**DOCUMENT PASSAGE**:
↓
Generation of ENVIREM variables from a set of worldclim monthly rasters

Pascal O. Title

2017-02-01

Back to main project site.

In this vignette we will demonstrate how to generate the ENVIREM variables from a set of monthly temperature, precipitation and solar radiation variables. Some of the steps presented here are purely organizational, and worked well for the authors, but could be handled differently. For high resolution datasets (for example, 2.5 arcmin resolution or finer), computer memory limits may be an issue. The authors succeeded in generating all datasets down to 30 arcsecond resolution on a quadcore machine with 32 Gb of memory.

Goal

The goal in this tutorial is to generate the climatic ENVIREM variables for North America for a future climate projection.

Set up

In order to accomplish this, we will need:

GDAL can be installed in a number of ways, for example from source via github, or via homebrew for Mac OS X. For our purposes, we want to make sure that two of GDAL’s functions, gdalinfo and gdal_translate are accessible from within R. To check that these functions will work, we can do the following:

Sys.which('gdalinfo')
##                  gdalinfo 
## "/usr/local/bin/gdalinfo"
Sys.which('gdal_translate')
##                  gdal_translate 
## "/usr/local/bin/gdal_translate"

If the functions were found, a path will be returned. If they were not found, an empty path will be returned. If these functions are not found in the default search paths, but you know specifically where they are, you can always provide the full path later on.
↑
**EXTRACTED ENTRIES**:
↓
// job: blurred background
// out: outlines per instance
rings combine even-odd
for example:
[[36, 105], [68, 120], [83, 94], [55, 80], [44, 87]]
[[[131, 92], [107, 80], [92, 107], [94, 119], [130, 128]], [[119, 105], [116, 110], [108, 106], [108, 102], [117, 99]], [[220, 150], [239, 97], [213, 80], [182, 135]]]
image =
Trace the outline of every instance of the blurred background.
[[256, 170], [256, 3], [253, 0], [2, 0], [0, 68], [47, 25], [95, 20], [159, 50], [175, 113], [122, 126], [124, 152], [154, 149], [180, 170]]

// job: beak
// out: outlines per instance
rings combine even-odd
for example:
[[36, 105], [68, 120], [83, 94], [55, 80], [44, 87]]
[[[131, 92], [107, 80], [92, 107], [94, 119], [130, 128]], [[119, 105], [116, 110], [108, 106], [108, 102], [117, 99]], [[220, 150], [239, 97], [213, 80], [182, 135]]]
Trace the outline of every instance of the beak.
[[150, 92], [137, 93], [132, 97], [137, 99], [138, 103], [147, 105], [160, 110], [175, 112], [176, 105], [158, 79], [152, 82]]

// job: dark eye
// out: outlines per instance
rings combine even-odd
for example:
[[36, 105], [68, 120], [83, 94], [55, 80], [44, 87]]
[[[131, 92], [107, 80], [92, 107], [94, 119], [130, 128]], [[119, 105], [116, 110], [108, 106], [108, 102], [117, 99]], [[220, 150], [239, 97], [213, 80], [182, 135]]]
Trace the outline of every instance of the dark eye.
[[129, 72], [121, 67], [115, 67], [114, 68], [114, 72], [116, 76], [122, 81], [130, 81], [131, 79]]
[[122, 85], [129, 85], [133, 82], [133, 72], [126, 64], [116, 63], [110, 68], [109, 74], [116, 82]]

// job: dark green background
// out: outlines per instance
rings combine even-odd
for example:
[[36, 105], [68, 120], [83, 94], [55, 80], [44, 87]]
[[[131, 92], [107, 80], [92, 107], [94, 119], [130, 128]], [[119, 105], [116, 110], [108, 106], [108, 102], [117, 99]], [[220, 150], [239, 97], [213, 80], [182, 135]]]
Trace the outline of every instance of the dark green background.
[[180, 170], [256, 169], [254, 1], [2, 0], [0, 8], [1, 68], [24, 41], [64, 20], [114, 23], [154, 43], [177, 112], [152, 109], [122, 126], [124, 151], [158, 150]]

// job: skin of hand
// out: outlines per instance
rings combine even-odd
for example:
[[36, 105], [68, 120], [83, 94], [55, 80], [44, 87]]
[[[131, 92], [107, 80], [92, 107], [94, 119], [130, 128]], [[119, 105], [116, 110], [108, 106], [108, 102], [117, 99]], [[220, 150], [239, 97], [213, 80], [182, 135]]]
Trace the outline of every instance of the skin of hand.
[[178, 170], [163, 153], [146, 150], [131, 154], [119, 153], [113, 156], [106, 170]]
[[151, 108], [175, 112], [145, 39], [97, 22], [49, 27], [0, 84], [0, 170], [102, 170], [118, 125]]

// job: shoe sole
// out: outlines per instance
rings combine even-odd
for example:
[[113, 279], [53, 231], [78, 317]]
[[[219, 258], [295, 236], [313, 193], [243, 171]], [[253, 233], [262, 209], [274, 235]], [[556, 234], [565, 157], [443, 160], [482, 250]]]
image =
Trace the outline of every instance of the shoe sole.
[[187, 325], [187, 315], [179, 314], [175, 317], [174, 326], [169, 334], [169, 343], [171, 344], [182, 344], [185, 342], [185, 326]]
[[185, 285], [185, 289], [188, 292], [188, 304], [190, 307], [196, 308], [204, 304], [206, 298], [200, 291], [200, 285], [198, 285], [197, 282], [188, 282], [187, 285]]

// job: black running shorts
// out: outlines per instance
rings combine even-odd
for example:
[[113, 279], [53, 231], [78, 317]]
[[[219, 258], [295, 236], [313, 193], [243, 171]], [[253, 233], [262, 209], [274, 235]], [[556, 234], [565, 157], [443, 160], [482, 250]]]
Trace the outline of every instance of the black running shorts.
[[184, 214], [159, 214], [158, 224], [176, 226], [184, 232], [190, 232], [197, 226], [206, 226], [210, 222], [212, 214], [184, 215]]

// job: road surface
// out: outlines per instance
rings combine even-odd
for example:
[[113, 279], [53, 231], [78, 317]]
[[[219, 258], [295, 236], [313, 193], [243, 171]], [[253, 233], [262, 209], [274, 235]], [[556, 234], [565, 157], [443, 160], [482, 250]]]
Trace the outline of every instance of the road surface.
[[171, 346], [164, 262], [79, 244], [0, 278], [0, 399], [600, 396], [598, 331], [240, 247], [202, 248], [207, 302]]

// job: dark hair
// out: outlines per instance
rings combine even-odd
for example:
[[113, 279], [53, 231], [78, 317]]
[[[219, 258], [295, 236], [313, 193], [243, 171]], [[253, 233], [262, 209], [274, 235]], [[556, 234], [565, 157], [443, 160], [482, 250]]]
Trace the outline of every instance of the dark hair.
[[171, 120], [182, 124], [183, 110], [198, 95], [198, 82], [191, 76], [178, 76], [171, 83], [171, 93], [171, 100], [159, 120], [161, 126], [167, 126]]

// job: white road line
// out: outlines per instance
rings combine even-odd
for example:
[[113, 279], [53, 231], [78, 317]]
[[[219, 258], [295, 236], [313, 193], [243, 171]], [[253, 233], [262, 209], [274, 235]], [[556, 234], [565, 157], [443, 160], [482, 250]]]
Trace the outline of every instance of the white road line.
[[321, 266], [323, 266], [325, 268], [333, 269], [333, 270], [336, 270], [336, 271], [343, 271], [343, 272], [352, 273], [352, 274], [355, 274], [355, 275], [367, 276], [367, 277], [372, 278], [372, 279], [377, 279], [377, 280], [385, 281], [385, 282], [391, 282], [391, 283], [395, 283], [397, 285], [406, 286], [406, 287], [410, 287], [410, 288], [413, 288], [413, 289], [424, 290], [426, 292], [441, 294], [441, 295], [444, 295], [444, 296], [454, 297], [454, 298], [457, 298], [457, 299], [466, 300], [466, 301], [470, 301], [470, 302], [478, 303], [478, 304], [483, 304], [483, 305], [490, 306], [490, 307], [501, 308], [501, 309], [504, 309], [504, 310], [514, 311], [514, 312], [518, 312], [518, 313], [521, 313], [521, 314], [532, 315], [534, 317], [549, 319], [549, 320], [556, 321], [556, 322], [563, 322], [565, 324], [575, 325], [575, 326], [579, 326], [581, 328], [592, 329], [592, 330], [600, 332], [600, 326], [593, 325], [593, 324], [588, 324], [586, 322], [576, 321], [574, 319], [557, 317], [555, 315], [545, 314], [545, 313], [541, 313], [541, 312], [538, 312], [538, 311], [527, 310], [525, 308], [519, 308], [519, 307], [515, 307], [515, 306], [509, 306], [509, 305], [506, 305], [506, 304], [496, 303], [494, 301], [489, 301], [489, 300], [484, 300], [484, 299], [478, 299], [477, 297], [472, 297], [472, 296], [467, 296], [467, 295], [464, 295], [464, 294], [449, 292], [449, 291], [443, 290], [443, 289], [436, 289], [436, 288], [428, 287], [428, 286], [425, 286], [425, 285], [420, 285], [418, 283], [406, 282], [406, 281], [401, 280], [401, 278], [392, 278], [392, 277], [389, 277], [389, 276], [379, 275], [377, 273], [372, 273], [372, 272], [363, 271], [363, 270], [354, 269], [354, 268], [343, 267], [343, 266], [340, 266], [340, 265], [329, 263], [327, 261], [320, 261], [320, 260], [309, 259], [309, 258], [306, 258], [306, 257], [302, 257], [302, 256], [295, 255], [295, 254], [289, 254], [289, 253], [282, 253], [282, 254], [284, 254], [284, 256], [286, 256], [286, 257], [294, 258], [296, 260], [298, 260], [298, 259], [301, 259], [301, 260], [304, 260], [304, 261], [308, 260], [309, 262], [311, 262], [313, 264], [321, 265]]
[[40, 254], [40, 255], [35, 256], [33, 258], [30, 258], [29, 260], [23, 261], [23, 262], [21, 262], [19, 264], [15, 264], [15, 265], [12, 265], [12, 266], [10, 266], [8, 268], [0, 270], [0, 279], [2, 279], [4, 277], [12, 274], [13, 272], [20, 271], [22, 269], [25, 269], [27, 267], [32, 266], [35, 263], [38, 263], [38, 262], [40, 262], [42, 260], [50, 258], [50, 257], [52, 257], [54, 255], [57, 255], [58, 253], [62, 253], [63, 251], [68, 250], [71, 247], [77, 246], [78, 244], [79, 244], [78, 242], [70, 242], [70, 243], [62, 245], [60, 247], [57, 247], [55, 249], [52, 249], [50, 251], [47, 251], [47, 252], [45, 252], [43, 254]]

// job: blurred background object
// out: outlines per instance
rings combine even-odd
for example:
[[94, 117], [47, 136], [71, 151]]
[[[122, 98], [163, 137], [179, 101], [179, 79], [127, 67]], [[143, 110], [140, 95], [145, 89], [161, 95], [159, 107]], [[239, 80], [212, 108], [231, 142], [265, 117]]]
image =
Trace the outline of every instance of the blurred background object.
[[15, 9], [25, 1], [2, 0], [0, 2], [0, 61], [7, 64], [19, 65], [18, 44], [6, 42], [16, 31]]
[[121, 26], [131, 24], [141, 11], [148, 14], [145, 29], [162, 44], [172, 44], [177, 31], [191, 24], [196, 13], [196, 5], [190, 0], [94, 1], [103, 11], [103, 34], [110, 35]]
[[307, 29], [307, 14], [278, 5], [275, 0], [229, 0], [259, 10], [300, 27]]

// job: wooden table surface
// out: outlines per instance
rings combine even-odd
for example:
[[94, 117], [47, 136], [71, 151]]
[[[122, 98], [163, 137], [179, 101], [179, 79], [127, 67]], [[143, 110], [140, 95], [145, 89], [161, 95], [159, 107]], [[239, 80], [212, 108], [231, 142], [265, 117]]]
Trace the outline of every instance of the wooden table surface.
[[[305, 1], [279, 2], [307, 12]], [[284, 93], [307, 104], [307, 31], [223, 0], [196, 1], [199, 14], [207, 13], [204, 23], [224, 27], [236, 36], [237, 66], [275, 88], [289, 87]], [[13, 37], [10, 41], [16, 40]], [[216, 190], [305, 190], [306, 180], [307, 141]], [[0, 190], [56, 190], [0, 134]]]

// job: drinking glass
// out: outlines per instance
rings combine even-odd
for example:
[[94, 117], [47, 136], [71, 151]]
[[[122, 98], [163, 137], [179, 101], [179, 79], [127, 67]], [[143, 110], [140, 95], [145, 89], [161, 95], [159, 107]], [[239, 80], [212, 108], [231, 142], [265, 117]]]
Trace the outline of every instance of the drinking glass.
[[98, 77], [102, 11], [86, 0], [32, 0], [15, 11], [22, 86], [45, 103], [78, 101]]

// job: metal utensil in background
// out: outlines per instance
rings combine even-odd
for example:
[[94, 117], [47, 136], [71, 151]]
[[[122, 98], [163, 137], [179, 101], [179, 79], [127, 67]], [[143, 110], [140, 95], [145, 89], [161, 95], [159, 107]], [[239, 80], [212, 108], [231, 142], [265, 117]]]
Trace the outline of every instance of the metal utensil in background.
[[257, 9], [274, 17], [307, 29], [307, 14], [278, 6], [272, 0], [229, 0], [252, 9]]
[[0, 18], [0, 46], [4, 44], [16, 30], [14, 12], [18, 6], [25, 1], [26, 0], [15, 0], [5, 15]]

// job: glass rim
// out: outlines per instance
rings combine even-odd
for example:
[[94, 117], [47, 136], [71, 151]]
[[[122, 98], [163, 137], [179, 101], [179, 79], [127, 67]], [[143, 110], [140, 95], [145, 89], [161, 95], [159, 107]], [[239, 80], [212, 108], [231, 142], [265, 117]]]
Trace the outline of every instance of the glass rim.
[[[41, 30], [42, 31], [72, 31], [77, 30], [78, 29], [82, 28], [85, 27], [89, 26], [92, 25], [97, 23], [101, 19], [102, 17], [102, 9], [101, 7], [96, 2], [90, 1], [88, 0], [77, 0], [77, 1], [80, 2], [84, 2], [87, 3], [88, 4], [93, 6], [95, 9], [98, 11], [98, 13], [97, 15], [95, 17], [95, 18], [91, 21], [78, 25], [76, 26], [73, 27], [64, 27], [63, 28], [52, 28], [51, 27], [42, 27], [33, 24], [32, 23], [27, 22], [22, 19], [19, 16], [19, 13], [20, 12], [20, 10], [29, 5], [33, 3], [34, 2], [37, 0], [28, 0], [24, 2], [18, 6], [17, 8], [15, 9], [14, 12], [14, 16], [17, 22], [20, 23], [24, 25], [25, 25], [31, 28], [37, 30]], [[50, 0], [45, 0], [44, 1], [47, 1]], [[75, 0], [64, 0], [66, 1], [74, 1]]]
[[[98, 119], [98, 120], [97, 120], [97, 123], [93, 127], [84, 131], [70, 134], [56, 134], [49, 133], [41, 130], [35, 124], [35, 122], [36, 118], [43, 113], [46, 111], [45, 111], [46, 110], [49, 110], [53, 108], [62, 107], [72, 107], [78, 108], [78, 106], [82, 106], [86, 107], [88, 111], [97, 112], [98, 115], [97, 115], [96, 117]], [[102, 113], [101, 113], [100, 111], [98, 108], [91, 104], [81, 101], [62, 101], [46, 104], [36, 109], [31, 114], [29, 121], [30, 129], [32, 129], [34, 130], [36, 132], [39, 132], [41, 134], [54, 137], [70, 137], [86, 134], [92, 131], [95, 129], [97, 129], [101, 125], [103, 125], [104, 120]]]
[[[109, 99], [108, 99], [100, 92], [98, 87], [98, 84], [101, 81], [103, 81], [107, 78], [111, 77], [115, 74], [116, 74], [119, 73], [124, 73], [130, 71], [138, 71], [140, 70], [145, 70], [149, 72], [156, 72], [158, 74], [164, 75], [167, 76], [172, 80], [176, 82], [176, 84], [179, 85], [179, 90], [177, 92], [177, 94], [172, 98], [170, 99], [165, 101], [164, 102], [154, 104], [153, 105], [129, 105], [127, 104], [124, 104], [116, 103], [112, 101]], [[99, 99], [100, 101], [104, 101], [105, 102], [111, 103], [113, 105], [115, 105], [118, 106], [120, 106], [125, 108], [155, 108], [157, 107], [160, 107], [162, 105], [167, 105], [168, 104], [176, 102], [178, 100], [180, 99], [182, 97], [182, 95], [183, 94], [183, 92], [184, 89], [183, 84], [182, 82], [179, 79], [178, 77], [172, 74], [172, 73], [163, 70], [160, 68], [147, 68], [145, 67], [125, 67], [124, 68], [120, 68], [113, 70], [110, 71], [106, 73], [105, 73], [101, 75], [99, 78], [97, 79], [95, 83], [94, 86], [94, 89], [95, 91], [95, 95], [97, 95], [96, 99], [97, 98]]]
↑
**SET PROBLEM A**: Reproduce verbatim the stretch of the records from the line containing "job: drinking glass" through the line containing "[15, 0], [5, 15]]".
**SET PROBLEM B**: Carry on the tutorial on generating ENVIREM variables from worldclim rasters, starting right after its final sentence.

**FINAL RESULT A**:
// job: drinking glass
// out: outlines per instance
rings combine even-odd
for example:
[[94, 117], [47, 136], [71, 151]]
[[[122, 98], [163, 137], [179, 101], [179, 79], [127, 67]], [[143, 110], [140, 95], [145, 89], [161, 95], [159, 107]], [[239, 80], [212, 108], [231, 142], [265, 117]]]
Trace the outline of every instance of the drinking glass.
[[98, 77], [102, 11], [86, 0], [32, 0], [15, 11], [22, 86], [45, 103], [78, 101]]

// job: metal utensil in background
// out: outlines per instance
rings combine even-odd
for example:
[[94, 117], [47, 136], [71, 151]]
[[[122, 98], [163, 137], [179, 101], [179, 79], [127, 67]], [[143, 110], [140, 95], [145, 89], [161, 95], [159, 107]], [[239, 80], [212, 108], [231, 142], [265, 117]]]
Trace the outline of every instance of the metal utensil in background.
[[257, 9], [274, 17], [307, 29], [307, 14], [278, 6], [272, 0], [229, 0], [252, 9]]
[[0, 18], [0, 46], [4, 44], [16, 30], [14, 12], [18, 6], [25, 1], [26, 0], [15, 0], [5, 15]]

**FINAL RESULT B**:
Acquiring monthly rasters

In this tutorial, we will generate the ENVIREM rasters for a future climate scenario. We downloaded min temperature, max temperature, precipitation and the bioclimatic variables for the CCSM4 global circulation model with the rcp85 greenhouse gas scenario from Worldclim, at a 2.5 arcminute resolution (this particular scenario was randomly selected).

Once we uncompress the downloaded directories, we have directories of GeoTiff rasters. In this particular case, we acquired 4 directories from WorldClim: cc85bi50 (bioclim), cc85pr50 (precip), cc85tn50 (min temp) and cc85tx50 (max temp).

For example, here are the 19 bioclimatic variables.

knitr::opts_knit$set(root.dir = '/tmp')
setwd("~/ccsm4_2050_2.5arcmin/cc85bi50")
list.files()
##  [1] "cc85bi501.tif"  "cc85bi5010.tif" "cc85bi5011.tif" "cc85bi5012.tif"
##  [5] "cc85bi5013.tif" "cc85bi5014.tif" "cc85bi5015.tif" "cc85bi5016.tif"
##  [9] "cc85bi5017.tif" "cc85bi5018.tif" "cc85bi5019.tif" "cc85bi502.tif" 
## [13] "cc85bi503.tif"  "cc85bi504.tif"  "cc85bi505.tif"  "cc85bi506.tif" 
## [17] "cc85bi507.tif"  "cc85bi508.tif"  "cc85bi509.tif"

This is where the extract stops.